━━ Text ━━
Go Lean Commentary
This commentary has previously identified African-American Abolitionist Frederick Douglass as a role model for the Caribbean, despite the fact that his advocacy was 150 years ago. His is quite the legacy:
“Those who profess to favor freedom, yet deprecate agitation, are men who want crops without plowing up the ground. They want rain without thunder and lightening. They want the ocean without the awful roar of its many waters. This struggle may be a moral one; or it may be a physical one; or it may be both moral and physical; but it must be a struggle. Power concedes nothing without a demand. It never did and it never will.” – Frederick Douglass
The publishers of the book Go Lean…Caribbean recognize the contributions of role models who used civil disobedience to reform and transform their societies, Frederick Douglass included. The book specifically details (Page 122) these other advocates:
Mohandas Gandhi | Indian Independence |
Dr. Martin Luther King | African-American Civil Rights Movement |
Nelson Mandela | South Africa’s Anti-Apartheid |
Cesar Chavez | Migrant Farm Workers in the US |
Candice Lightner | Mothers Against Drunk Driving (MADD) |
The quest to transform society, as accomplished by these foregoing named advocates, is familiar to the movement behind the book Go Lean…Caribbean. This book asserts that the societal engines in the Caribbean (economy, security, and governance) are deficient and defective and need to be reformed and transformed to make our homeland a better place to live, work and play. This is commentary 4 of 4 from this movement on the subject of transformations: how to move our region from the deficient-defective status quo to the undisputed title of “greatest address on the planet”. All these commentaries detailed transformation issues, as follows:
- Perfecting our Core Competence
- Money Matters – “Getting over” with “free money”
━━━
━━ Stored data ━━
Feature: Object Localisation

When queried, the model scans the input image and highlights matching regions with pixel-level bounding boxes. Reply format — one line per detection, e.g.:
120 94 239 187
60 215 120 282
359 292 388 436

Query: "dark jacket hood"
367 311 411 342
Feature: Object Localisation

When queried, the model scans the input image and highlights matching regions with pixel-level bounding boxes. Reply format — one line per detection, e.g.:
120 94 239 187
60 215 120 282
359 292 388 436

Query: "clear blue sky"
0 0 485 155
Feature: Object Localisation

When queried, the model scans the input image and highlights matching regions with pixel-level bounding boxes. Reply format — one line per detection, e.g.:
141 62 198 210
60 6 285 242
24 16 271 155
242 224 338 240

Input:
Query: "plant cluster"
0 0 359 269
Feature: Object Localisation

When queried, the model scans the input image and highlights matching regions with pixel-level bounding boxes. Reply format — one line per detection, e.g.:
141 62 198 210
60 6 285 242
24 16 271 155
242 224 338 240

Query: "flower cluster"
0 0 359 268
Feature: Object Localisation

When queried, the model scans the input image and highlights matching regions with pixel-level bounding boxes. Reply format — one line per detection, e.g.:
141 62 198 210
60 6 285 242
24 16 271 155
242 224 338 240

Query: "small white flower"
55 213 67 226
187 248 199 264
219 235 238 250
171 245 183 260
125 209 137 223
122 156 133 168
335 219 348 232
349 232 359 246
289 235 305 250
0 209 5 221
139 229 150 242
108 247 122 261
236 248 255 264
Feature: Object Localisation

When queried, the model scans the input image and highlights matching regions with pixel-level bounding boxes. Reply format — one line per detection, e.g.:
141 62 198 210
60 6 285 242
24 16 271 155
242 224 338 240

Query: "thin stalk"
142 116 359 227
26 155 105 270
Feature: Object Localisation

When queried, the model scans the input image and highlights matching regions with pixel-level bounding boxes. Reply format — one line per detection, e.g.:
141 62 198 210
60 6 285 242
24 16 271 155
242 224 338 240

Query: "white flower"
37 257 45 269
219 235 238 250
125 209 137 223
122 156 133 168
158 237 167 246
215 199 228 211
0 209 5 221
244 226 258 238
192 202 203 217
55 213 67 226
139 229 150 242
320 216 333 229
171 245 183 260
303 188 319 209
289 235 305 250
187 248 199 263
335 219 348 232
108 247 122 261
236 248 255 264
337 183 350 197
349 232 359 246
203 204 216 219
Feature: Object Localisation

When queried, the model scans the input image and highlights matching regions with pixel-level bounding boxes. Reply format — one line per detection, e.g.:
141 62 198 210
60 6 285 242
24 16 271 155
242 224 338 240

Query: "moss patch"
━━━
• **What to work on**:
[1] Answer these from the Go Lean commentary:
(a) On which page does the book detail the other advocates?
(b) What cause is listed beside Cesar Chavez?
(c) Which three societal engines does the book call deficient and defective?
[2] Pick up the commentary on transforming the Caribbean right after its last line and keep writing.
The material isn't needed here.

• **Final answers**:
[1]
(a) Page 122
(b) Migrant Farm Workers in the US
(c) Economy, security, and governance

[2]
- Caribbean Postal Union (CPU) – Delivering the Future
- Civil Disobedience … Still Effective
The Go Lean book details the quest to transform the Caribbean; it features a how-to guide, a roadmap for elevating the region’s societal engines using effective tactics like civil disobedience.
Civil disobedience has been effective in the past … see a related history here:
Title: History of Mass Nonviolent Action
Source: ACT UP – AIDS Coalition To Unleash Power – Civil Disobedience Training – Retrieved 05-22-2016 from: http://www.actupny.org/documents/CDdocuments/HistoryNV.html
The use of nonviolence runs throughout history. There have been numerous instances of people courageously and nonviolently refusing cooperation with injustice. However, the fusion of organized mass struggle and nonviolence is relatively new. It originated largely with Mohandas Gandhi in 1906 at the onset of the South African campaign for Indian rights. Later, the Indian struggle for complete independence from the British Empire included a number of spectacular nonviolent campaigns. Perhaps the most notable was the year-long Salt campaign in which 100,000 Indians were jailed for deliberately violating the Salt Laws.
The refusal to counter the violence of the repressive social system with more violence is a tactic that has also been used by other movements. The militant campaign for women’s suffrage in Britain included a variety of nonviolent tactics such as boycotts, noncooperation, limited property destruction, civil disobedience, mass marches and demonstrations, filling the jails, and disruption of public ceremonies.
The Salvadoran people have used nonviolence as one powerful and necessary element of their struggle. Particularly during the 1960s and 70s, Christian based communities, labor unions, campesino organizations, and student groups held occupations and sit-ins at universities, government offices, and places of work such as factories and haciendas.
There is rich tradition of nonviolent protest in this country as well, including Harriet Tubman’s underground railroad during the civil war and Henry David Thoreau’s refusal to pay war taxes. Nonviolent civil disobedience was a critical factor in gaining women the right to vote in the United States, as well.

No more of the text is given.